◆ Listing of labeled area outlines ◆
=-=-=

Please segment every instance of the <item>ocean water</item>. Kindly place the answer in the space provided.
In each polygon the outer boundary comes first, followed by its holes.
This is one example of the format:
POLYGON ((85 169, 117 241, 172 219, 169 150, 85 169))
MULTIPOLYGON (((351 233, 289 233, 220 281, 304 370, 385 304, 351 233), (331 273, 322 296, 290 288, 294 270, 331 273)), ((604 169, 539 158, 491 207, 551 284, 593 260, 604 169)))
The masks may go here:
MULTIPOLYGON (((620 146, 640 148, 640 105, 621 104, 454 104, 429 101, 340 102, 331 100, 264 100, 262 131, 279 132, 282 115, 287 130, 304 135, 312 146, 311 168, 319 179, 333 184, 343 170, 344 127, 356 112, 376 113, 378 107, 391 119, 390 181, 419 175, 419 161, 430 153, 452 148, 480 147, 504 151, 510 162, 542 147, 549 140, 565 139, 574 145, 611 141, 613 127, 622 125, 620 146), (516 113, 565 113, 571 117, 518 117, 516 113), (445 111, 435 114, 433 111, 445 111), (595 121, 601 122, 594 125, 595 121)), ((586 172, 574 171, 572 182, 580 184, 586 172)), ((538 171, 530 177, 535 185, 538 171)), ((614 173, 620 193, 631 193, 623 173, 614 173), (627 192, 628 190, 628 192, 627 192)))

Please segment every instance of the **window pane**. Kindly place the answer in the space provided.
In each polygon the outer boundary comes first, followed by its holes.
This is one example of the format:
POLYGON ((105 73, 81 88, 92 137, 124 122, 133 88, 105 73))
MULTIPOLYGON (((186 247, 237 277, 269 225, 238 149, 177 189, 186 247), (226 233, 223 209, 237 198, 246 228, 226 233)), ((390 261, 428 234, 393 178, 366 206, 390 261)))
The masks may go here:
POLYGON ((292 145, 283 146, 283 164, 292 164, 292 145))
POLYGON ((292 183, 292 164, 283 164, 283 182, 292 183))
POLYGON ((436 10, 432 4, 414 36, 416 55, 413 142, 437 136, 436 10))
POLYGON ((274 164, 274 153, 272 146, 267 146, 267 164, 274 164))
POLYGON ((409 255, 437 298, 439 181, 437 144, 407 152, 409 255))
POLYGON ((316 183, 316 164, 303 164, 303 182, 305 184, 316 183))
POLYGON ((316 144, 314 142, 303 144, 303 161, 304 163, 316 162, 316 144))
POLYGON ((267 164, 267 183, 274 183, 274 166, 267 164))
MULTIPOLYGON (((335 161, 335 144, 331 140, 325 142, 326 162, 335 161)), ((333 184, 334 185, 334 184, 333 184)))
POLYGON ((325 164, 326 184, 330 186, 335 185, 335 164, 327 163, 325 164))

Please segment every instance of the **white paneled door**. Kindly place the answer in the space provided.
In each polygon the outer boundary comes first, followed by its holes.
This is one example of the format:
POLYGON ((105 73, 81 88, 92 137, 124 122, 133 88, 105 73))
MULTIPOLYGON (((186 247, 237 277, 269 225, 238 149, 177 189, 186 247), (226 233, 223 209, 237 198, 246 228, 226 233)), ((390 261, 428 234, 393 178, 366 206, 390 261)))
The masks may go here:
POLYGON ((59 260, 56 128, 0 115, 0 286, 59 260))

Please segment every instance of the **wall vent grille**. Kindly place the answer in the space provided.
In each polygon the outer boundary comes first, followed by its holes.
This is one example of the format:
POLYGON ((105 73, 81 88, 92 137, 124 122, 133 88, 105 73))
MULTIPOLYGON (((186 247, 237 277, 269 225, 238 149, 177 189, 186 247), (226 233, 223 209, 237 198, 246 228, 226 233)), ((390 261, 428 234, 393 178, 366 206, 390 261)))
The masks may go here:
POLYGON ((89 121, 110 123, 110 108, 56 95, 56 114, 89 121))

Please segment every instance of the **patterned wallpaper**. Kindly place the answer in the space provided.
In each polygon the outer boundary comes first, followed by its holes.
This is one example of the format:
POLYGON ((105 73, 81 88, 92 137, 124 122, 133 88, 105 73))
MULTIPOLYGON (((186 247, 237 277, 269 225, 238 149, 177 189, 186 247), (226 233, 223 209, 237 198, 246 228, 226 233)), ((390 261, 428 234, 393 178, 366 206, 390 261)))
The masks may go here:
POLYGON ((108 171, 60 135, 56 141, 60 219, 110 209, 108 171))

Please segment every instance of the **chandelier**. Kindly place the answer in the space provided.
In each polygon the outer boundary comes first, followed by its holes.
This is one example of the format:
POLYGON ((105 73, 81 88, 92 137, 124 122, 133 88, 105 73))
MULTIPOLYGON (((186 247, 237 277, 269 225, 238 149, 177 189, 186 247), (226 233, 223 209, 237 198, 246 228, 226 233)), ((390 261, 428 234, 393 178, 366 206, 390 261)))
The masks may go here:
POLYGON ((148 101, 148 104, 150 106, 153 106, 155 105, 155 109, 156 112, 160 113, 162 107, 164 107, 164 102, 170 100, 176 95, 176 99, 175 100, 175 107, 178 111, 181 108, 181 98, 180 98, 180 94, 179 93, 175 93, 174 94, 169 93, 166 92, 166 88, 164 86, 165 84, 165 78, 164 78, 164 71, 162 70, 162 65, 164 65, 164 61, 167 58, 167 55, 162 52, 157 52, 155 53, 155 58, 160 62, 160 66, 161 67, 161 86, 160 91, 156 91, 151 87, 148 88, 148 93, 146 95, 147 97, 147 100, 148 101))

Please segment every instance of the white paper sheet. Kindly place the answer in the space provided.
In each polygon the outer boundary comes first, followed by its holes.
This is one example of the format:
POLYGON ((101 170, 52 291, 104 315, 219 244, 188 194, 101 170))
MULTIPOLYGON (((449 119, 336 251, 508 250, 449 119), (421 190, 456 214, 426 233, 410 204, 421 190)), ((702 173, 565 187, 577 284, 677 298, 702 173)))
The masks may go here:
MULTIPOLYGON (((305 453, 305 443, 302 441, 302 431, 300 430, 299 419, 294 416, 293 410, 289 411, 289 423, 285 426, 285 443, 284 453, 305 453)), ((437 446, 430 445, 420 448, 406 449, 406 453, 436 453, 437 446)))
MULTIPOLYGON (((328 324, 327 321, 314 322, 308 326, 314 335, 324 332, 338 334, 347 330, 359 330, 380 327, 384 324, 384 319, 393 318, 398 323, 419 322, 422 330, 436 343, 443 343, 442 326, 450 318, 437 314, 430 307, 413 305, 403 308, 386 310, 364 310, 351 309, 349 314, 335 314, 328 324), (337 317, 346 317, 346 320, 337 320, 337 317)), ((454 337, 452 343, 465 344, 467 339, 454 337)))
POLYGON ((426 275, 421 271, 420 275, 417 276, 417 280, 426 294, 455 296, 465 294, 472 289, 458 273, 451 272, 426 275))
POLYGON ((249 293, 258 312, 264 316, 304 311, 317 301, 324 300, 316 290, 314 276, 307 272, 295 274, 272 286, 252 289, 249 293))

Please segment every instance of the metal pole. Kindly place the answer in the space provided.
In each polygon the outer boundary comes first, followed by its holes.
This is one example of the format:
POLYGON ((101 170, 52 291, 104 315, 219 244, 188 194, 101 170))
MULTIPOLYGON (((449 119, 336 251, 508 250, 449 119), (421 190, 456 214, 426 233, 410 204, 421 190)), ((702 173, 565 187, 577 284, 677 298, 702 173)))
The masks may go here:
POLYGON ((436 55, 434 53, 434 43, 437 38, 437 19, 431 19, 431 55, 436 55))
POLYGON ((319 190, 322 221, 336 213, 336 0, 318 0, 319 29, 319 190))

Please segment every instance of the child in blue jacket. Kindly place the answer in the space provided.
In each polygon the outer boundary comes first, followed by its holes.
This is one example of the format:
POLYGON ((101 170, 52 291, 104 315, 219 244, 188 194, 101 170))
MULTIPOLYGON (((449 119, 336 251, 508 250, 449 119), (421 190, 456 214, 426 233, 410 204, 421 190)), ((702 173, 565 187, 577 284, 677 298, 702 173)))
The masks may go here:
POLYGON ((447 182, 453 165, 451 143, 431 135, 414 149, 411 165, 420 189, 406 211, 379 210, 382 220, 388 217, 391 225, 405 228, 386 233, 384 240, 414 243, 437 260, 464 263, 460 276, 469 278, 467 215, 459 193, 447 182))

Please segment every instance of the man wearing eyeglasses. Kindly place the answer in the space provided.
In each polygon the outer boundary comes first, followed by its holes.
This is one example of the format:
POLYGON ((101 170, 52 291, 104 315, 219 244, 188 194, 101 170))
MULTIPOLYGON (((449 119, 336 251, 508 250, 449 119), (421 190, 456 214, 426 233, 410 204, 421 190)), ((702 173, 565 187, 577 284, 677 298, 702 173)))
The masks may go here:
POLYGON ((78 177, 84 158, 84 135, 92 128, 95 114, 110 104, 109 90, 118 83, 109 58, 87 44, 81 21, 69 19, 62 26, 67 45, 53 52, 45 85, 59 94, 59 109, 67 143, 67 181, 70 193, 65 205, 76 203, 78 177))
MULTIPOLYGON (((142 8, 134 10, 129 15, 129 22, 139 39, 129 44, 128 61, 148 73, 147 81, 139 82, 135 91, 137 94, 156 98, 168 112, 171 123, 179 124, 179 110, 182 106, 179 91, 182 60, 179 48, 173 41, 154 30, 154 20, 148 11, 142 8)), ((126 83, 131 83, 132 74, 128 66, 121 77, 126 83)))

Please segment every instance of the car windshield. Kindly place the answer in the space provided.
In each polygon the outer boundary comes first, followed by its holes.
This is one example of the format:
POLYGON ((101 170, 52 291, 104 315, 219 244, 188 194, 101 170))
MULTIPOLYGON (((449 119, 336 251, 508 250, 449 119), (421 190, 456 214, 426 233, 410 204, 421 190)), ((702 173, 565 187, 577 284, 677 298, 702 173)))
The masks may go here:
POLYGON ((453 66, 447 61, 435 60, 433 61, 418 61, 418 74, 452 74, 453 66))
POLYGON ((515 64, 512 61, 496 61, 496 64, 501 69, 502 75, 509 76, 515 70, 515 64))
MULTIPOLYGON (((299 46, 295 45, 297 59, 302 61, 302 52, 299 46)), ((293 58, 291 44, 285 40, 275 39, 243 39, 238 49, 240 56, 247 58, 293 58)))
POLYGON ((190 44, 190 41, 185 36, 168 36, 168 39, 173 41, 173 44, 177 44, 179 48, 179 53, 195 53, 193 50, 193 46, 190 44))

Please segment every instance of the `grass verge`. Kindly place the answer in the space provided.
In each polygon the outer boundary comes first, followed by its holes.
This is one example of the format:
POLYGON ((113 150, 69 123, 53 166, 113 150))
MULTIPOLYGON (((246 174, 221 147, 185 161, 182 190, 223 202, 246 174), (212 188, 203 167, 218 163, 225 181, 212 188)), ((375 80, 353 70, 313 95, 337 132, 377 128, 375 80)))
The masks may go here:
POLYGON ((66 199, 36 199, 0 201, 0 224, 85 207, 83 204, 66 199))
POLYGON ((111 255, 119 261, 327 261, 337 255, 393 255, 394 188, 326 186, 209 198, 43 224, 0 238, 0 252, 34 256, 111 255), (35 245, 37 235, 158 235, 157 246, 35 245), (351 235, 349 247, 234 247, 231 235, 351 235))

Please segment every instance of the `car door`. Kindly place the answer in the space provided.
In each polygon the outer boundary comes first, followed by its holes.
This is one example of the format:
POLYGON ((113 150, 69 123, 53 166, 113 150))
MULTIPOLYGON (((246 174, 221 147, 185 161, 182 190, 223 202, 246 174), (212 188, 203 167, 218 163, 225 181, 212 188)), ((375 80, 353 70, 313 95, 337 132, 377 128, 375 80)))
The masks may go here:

=-=-=

Reproduce the listing starting with the line containing "Please segment every instance of the **white" and continuing through the line containing "POLYGON ((59 260, 56", both lines included, with each answer's coordinates shifted by -106.

Please segment every instance of the **white paneled door**. Kindly place the answer in the space provided.
In each polygon the outer boundary comes first, followed by its holes.
This is one example of the format:
POLYGON ((105 73, 81 88, 92 137, 124 122, 133 88, 105 73))
MULTIPOLYGON (((186 247, 237 277, 269 225, 238 149, 177 189, 186 247), (226 233, 223 209, 237 198, 246 228, 226 233)), ((390 261, 428 234, 393 178, 366 206, 390 261)))
The masks may go here:
POLYGON ((-47 154, -50 22, -106 9, -106 180, -47 154))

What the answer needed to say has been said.